§ **GIVEN EXERCISE**:
Identify each line in the entries that contains the string "Provide", matching case exactly, and copy every such line.

---------- SOURCE DATA ----------

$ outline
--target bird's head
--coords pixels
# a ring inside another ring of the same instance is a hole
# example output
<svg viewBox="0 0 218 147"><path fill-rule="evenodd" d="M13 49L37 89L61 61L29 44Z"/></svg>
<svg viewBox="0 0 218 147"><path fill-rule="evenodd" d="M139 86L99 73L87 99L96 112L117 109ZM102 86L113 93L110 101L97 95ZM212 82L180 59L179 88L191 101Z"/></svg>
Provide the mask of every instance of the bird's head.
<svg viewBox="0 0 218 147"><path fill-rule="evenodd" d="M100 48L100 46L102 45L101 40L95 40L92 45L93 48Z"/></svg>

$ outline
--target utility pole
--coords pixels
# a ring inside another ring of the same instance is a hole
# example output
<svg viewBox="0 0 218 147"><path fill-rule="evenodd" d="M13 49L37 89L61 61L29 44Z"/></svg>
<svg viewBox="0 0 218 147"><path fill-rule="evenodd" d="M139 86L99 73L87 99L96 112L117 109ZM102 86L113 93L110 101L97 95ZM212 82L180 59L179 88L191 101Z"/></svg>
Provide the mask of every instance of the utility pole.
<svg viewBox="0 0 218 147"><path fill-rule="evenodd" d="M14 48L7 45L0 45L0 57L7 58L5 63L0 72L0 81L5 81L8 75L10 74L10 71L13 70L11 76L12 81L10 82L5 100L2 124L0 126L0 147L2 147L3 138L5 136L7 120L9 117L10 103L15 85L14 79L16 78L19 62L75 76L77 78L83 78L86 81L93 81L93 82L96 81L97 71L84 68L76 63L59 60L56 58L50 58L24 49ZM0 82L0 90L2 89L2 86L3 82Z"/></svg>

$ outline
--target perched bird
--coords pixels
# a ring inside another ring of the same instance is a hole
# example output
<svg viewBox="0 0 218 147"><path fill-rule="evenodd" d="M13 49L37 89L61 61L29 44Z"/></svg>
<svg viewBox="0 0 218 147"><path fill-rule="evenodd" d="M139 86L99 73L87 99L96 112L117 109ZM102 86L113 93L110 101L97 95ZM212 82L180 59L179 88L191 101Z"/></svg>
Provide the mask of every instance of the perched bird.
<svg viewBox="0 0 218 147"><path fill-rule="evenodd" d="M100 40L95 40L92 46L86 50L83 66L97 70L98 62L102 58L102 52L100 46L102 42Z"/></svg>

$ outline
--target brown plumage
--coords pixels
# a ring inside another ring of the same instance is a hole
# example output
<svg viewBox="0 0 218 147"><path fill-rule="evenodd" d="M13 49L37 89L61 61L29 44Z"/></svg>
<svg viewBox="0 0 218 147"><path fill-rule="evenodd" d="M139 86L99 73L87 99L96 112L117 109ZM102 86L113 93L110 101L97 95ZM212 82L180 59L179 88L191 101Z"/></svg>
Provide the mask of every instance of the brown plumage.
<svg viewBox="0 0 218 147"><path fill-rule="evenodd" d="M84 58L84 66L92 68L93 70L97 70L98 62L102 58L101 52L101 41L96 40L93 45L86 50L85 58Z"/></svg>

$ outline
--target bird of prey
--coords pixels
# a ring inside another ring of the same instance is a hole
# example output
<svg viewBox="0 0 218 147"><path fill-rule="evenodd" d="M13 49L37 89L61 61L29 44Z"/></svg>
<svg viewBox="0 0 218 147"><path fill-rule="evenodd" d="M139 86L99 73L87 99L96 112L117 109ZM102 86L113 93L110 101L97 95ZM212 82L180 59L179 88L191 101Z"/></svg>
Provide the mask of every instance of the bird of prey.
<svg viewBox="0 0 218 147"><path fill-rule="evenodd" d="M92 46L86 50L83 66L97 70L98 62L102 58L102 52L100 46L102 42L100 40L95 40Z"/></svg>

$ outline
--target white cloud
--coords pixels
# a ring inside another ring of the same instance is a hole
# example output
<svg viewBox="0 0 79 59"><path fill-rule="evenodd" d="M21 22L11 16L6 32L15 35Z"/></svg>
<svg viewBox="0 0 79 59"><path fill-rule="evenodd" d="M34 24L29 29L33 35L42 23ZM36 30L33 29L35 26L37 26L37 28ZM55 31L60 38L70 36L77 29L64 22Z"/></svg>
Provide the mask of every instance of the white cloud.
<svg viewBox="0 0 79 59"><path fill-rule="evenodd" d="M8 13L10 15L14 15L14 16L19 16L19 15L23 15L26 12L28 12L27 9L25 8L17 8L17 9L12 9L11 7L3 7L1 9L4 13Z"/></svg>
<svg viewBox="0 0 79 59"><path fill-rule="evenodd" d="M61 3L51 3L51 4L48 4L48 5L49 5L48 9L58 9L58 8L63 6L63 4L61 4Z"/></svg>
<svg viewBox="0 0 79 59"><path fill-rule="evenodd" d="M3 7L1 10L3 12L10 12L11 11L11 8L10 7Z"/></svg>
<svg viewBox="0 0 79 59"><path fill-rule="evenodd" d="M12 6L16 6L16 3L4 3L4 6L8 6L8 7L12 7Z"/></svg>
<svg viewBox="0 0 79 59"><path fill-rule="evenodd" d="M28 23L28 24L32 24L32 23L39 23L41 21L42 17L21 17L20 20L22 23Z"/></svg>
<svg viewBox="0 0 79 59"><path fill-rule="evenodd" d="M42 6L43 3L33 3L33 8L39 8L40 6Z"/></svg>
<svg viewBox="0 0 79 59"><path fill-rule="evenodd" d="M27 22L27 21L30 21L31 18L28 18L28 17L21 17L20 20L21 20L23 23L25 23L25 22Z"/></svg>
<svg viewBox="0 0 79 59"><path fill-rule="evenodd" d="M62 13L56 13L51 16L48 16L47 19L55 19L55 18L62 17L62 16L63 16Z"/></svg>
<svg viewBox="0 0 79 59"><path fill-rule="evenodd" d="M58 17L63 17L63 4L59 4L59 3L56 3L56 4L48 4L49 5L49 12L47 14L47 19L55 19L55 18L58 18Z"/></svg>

----------

§ **WRITTEN RESPONSE**:
Provide the mask of every instance of the bird's head.
Provide the mask of every instance of the utility pole.
Provide the mask of every instance of the perched bird.
Provide the mask of every instance of the brown plumage.
Provide the mask of every instance of the bird of prey.
Provide the mask of every instance of the white cloud.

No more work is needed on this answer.